Excerpts of location labeling data
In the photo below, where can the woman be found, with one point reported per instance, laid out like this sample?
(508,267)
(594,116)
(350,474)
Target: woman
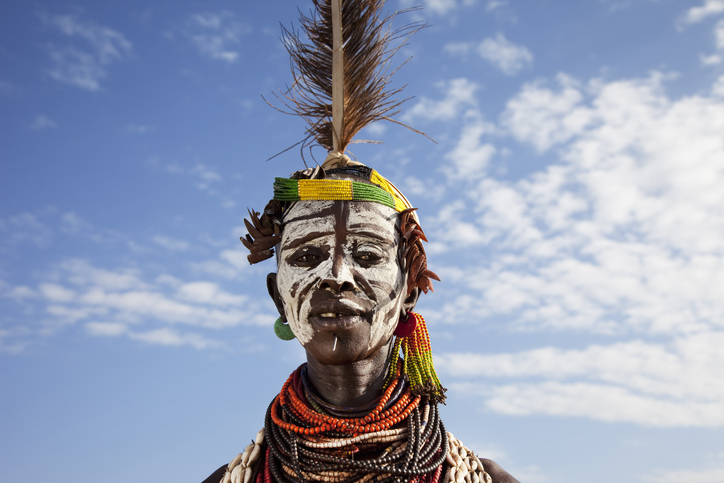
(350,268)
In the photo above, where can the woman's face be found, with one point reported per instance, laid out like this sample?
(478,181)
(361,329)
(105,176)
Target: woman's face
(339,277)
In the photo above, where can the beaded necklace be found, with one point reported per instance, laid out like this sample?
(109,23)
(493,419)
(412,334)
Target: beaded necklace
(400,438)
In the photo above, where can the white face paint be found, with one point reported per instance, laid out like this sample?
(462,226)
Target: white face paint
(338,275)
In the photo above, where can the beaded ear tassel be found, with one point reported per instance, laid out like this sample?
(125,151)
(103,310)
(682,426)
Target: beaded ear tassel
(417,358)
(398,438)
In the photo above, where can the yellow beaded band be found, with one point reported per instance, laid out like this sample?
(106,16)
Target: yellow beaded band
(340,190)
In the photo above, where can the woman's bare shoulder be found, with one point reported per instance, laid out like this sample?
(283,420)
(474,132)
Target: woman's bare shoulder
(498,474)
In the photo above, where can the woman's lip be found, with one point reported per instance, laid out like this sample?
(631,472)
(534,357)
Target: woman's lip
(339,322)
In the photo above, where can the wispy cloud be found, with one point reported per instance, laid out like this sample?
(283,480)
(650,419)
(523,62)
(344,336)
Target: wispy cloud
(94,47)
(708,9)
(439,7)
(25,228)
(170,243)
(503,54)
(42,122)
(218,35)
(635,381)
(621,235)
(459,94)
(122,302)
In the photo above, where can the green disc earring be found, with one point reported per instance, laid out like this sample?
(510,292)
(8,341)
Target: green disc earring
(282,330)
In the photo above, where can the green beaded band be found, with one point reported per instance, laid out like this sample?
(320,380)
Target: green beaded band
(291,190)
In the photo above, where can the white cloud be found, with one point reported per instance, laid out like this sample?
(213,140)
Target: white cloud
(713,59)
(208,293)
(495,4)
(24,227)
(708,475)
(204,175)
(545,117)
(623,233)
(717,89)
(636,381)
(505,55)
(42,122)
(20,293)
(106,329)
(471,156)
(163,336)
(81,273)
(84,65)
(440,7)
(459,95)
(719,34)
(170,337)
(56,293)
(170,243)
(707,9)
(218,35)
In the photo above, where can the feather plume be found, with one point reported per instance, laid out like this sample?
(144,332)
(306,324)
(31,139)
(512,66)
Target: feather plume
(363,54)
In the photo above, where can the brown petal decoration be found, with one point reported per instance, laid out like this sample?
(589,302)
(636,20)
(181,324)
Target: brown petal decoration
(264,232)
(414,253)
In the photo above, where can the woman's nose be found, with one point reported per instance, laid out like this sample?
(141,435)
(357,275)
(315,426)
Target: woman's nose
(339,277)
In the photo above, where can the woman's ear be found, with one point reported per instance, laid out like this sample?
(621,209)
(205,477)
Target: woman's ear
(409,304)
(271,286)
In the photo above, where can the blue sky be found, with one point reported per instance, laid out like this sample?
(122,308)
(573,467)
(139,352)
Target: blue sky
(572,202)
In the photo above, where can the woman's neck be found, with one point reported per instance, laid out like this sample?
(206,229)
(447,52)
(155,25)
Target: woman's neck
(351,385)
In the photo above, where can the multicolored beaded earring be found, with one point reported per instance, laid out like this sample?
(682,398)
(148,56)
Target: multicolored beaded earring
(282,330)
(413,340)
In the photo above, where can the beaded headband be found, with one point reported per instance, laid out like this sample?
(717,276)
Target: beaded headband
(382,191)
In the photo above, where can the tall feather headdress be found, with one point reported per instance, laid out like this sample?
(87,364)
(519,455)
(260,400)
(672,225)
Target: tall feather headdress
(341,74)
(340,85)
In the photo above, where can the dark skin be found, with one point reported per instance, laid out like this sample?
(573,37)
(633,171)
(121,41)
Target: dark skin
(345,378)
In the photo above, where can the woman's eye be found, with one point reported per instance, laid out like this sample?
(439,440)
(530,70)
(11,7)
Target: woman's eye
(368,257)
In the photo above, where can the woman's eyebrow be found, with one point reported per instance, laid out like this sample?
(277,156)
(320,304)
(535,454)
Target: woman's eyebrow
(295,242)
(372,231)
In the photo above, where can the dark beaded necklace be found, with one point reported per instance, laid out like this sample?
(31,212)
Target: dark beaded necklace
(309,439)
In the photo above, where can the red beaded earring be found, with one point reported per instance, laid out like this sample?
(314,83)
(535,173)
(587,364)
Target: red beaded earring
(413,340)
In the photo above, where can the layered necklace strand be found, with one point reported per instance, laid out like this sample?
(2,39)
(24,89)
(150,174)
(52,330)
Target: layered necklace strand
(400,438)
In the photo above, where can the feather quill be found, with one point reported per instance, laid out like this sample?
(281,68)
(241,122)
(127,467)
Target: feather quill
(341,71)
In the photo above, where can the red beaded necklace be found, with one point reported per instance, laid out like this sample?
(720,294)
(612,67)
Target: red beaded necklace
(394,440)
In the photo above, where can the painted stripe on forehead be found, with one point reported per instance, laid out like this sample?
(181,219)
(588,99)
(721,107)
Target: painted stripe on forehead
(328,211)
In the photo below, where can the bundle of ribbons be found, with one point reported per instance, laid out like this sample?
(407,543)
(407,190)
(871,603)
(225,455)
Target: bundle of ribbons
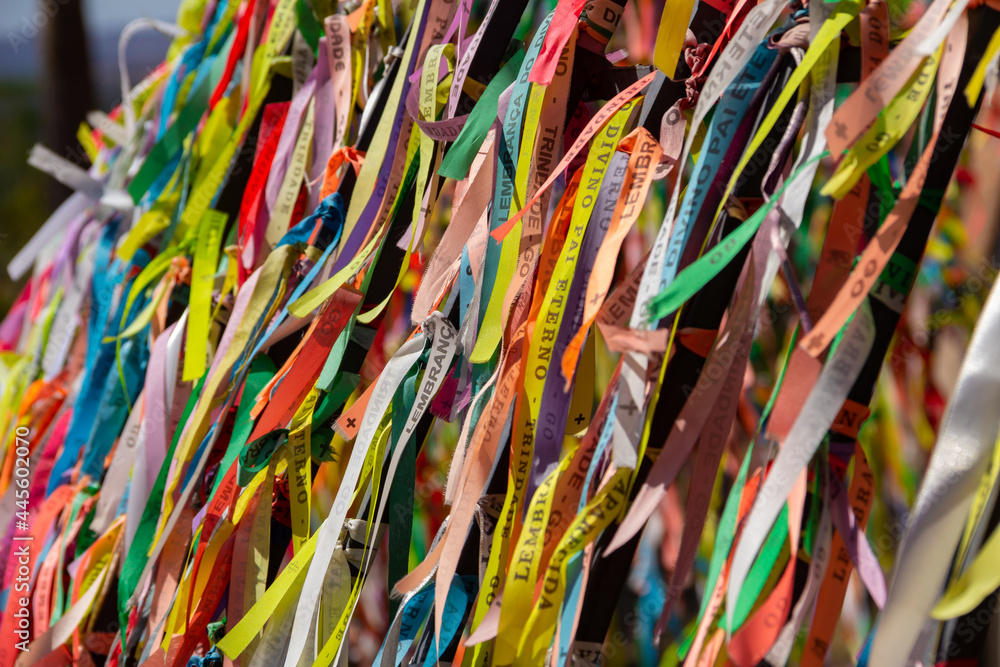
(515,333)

--

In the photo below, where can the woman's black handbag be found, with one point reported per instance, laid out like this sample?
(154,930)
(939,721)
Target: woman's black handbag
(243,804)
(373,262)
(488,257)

**What needs to be done**
Gather every line in the records above that contains the string "white", matching case exactly.

**Exercise solution**
In the photo above, where can the white face paint be found, with one point reported per instance, laid out like this sample?
Target: white face paint
In the photo above, where can the white cloud be found, with one point reported per instance, laid out like this sample?
Target: white cloud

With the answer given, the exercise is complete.